■ Your instructions
Can you put every line of the material below into a Markdown table with the columns Row and Line, numbering the rows and skipping blank lines? Leave the pictures out of your answer.

■ Supplied entries
** begin **
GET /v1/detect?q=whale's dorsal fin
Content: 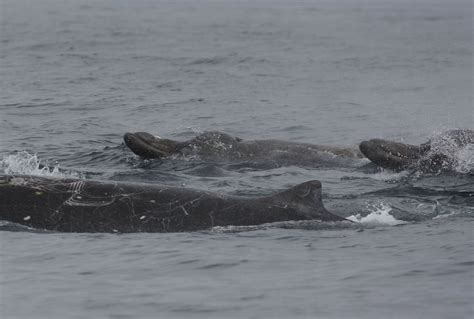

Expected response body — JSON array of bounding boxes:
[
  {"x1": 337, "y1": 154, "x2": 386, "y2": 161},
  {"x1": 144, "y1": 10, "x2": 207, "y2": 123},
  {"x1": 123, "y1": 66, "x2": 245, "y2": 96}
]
[
  {"x1": 272, "y1": 180, "x2": 323, "y2": 206},
  {"x1": 123, "y1": 132, "x2": 179, "y2": 158},
  {"x1": 269, "y1": 180, "x2": 346, "y2": 221}
]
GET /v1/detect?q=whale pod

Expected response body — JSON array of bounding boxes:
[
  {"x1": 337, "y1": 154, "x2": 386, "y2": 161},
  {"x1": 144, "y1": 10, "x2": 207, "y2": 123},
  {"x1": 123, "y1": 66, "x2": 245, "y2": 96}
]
[{"x1": 0, "y1": 175, "x2": 345, "y2": 233}]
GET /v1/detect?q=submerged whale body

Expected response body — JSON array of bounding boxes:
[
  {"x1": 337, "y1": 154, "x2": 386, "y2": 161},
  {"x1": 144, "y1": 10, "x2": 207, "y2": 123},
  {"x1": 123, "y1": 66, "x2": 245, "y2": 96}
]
[
  {"x1": 359, "y1": 130, "x2": 474, "y2": 173},
  {"x1": 0, "y1": 175, "x2": 345, "y2": 233},
  {"x1": 124, "y1": 131, "x2": 364, "y2": 167}
]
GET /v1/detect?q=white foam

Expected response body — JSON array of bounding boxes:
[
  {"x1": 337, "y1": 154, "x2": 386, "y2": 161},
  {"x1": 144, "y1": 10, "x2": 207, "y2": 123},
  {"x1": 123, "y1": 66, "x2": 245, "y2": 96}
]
[
  {"x1": 371, "y1": 170, "x2": 409, "y2": 181},
  {"x1": 0, "y1": 151, "x2": 66, "y2": 177},
  {"x1": 455, "y1": 144, "x2": 474, "y2": 173},
  {"x1": 347, "y1": 202, "x2": 407, "y2": 226}
]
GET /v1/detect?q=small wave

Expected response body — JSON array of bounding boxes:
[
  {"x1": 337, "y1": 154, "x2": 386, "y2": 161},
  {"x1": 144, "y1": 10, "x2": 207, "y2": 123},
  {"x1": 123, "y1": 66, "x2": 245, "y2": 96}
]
[
  {"x1": 347, "y1": 202, "x2": 407, "y2": 226},
  {"x1": 371, "y1": 170, "x2": 410, "y2": 182},
  {"x1": 0, "y1": 151, "x2": 77, "y2": 177}
]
** end **
■ Written solution
| Row | Line |
|---|---|
| 1 | GET /v1/detect?q=whale's dorsal fin |
| 2 | Content:  |
| 3 | Expected response body — JSON array of bounding boxes: |
| 4 | [ |
| 5 |   {"x1": 337, "y1": 154, "x2": 386, "y2": 161}, |
| 6 |   {"x1": 144, "y1": 10, "x2": 207, "y2": 123}, |
| 7 |   {"x1": 123, "y1": 66, "x2": 245, "y2": 96} |
| 8 | ] |
| 9 | [ |
| 10 |   {"x1": 272, "y1": 180, "x2": 323, "y2": 206}, |
| 11 |   {"x1": 123, "y1": 132, "x2": 179, "y2": 158}, |
| 12 |   {"x1": 269, "y1": 180, "x2": 346, "y2": 221} |
| 13 | ] |
| 14 | GET /v1/detect?q=whale pod |
| 15 | Expected response body — JSON array of bounding boxes: |
| 16 | [ |
| 17 |   {"x1": 337, "y1": 154, "x2": 386, "y2": 161}, |
| 18 |   {"x1": 144, "y1": 10, "x2": 207, "y2": 123}, |
| 19 |   {"x1": 123, "y1": 66, "x2": 245, "y2": 96} |
| 20 | ] |
| 21 | [{"x1": 0, "y1": 175, "x2": 345, "y2": 233}] |
| 22 | GET /v1/detect?q=submerged whale body |
| 23 | Expected response body — JSON array of bounding boxes: |
| 24 | [ |
| 25 |   {"x1": 337, "y1": 154, "x2": 386, "y2": 161}, |
| 26 |   {"x1": 144, "y1": 10, "x2": 207, "y2": 123}, |
| 27 |   {"x1": 123, "y1": 66, "x2": 245, "y2": 96} |
| 28 | ] |
| 29 | [ |
| 30 |   {"x1": 359, "y1": 130, "x2": 474, "y2": 173}, |
| 31 |   {"x1": 0, "y1": 175, "x2": 345, "y2": 233}, |
| 32 |   {"x1": 124, "y1": 131, "x2": 364, "y2": 167} |
| 33 | ] |
| 34 | GET /v1/detect?q=white foam |
| 35 | Expected response body — JSON array of bounding boxes: |
| 36 | [ |
| 37 |   {"x1": 337, "y1": 154, "x2": 386, "y2": 161}, |
| 38 |   {"x1": 144, "y1": 10, "x2": 207, "y2": 123}, |
| 39 |   {"x1": 123, "y1": 66, "x2": 245, "y2": 96} |
| 40 | ] |
| 41 | [ |
| 42 |   {"x1": 371, "y1": 170, "x2": 409, "y2": 181}, |
| 43 |   {"x1": 0, "y1": 151, "x2": 66, "y2": 177}, |
| 44 |   {"x1": 455, "y1": 144, "x2": 474, "y2": 173}, |
| 45 |   {"x1": 347, "y1": 202, "x2": 407, "y2": 226} |
| 46 | ] |
| 47 | GET /v1/detect?q=small wave |
| 48 | Expected response body — JSON array of bounding boxes: |
| 49 | [ |
| 50 |   {"x1": 337, "y1": 154, "x2": 386, "y2": 161}, |
| 51 |   {"x1": 144, "y1": 10, "x2": 207, "y2": 123}, |
| 52 |   {"x1": 123, "y1": 66, "x2": 245, "y2": 96} |
| 53 | ] |
| 54 | [ |
| 55 |   {"x1": 347, "y1": 202, "x2": 407, "y2": 226}, |
| 56 |   {"x1": 371, "y1": 170, "x2": 410, "y2": 182}, |
| 57 |   {"x1": 0, "y1": 151, "x2": 77, "y2": 177} |
| 58 | ] |